------ EXTRAHIERTER TEXT ------

"Nichts: Was im Leben wichtig ist" heißt der sehr erfolgreiche, aber auch sehr umstrittene Roman, mit dem die dänische Schriftstellerin Janne Teller einem größeren Publikum in Deutschland bekannt wurde. Er sei Kindern und Jugendlichen nicht zuzumuten, kritisierte man. Dabei ist "Nichts" nicht brutal, nicht pornografisch.
Ein Junge glaubt, nichts im Leben habe eine Bedeutung. So brauche er auch nicht zu tun, nichts zu lernen, sondern könne sich gleich in einen Pflaumenbaum setzen und das NICHTS spüren. Und das macht er dann auch.
Seine Klassenkameraden wollen ihm beweisen, dass es doch Dinge gebe, für die zu Leben es sich lohne. In einem alten Sägewerk errichten sie den Berg der Bedeutung: Es fängt harmlos an, mit abgenutzten Tonkassetten, einer Puppe mit abgebissenem Kopf und ein Perlmuttkamm, dem zwei Zähne fehlen. Doch die Kinder zwingen sich, immer mehr zu geben. Etwas, was wirklich eine Bedeutung hat. Ein Mädchen opfert seinen Hamster, ein anderes seine Unschuld, ein Gitarre spielender Junge seinen Finger, jemand, muss einen Hund köpfen. Doch den Jungen aus dem Pflaumenbaum überzeugt das alles nicht. Da lynchen ihn die anderen.

------ DATENAUSZÜGE ------

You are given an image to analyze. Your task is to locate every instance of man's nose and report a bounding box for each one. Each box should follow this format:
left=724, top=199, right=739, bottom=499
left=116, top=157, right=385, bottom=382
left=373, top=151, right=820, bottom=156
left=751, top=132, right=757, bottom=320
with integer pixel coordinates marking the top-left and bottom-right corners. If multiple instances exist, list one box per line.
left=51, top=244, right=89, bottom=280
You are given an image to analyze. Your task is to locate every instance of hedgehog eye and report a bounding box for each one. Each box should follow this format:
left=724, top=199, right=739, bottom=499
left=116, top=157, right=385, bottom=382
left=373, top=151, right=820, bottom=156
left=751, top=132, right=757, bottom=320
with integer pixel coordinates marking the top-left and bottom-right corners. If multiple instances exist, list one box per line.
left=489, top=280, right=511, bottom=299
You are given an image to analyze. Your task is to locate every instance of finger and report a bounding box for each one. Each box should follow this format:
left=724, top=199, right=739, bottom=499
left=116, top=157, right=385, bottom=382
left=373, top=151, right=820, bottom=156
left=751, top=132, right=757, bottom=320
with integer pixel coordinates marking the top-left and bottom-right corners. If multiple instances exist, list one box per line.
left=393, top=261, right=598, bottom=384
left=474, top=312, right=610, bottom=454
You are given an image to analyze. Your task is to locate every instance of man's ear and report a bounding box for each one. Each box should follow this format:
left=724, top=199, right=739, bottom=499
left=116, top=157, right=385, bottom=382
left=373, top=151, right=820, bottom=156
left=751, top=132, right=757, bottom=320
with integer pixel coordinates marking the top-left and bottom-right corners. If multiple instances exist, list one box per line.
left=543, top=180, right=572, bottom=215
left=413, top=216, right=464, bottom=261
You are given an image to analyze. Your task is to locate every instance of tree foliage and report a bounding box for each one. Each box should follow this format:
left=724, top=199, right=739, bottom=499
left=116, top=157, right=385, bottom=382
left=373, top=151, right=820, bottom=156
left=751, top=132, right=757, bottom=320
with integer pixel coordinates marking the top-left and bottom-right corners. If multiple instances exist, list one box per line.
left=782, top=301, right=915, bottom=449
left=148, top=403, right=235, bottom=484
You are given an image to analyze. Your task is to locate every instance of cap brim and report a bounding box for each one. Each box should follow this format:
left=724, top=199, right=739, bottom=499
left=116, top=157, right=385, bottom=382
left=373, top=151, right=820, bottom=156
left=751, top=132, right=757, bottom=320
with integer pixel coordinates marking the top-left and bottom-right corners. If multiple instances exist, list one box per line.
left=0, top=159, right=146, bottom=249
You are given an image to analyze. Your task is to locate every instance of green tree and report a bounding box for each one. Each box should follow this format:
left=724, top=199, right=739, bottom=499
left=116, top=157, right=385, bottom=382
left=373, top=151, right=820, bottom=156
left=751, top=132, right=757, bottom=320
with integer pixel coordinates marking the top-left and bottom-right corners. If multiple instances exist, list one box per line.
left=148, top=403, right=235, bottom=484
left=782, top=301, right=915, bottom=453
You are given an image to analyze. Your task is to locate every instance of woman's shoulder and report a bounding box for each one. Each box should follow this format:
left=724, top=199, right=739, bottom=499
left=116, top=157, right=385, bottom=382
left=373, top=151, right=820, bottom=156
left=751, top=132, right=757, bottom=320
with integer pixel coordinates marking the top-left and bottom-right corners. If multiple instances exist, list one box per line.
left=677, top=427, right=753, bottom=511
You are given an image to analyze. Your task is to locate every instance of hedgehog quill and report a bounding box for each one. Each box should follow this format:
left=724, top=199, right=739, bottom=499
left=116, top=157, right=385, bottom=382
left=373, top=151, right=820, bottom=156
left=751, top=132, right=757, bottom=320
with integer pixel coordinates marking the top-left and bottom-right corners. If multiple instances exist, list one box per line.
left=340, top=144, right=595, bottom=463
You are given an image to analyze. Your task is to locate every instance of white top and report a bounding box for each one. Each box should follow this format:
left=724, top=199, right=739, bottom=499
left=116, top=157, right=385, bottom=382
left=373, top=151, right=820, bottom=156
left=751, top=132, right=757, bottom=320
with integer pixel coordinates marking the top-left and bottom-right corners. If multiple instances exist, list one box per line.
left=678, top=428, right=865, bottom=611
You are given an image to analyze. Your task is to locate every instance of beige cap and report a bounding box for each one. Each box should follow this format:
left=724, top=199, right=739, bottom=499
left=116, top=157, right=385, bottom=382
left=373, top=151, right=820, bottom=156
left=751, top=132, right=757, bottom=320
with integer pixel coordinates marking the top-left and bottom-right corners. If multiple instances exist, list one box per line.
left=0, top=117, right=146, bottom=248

------

* **KURZE AUFGABE A**:
Kopiere aus dem Text über den Roman „Nichts“ wortgetreu alles von „Ein Junge glaubt, nichts“ hinunter bis „er dann auch.“.
* **KURZE AUFGABE B**:
Führe den Text über den Roman „Nichts“ im Anschluss an seinen letzten Satz fort.
Die Daten stammen aus einer anderen Quelle als der Text.

* **LÖSUNG A**:
Ein Junge glaubt, nichts im Leben habe eine Bedeutung. So brauche er auch nicht zu tun, nichts zu lernen, sondern könne sich gleich in einen Pflaumenbaum setzen und das NICHTS spüren. Und das macht er dann auch.

* **LÖSUNG B**:
"Ich schreibe meistens für Erwachsene, aber in Deutschland bin ich vor allem durch die Jungendbücher bekannt geworden. Da gibt es einige Themen, über die man besser für Jugendliche schreiben kann. Jugendliche sind so offen und so radikal in ihrer Annäherung an das Leben. Da gibt es eine Wahrheit und eine Intensität, wenn man das für Jugendliche schreibt, die man nicht für Erwachsene kriegen kann."
Jetzt ist ein Buch mit Kurzgeschichten erschienen, die Janne Teller teilweise schon in den letzten Jahren veröffentlicht hat. Es heißt "Alles - worum es geht". Darin erzählt Janne Teller auch davon, wie sie schreibt. In: "Alles - was ich erzählen kann".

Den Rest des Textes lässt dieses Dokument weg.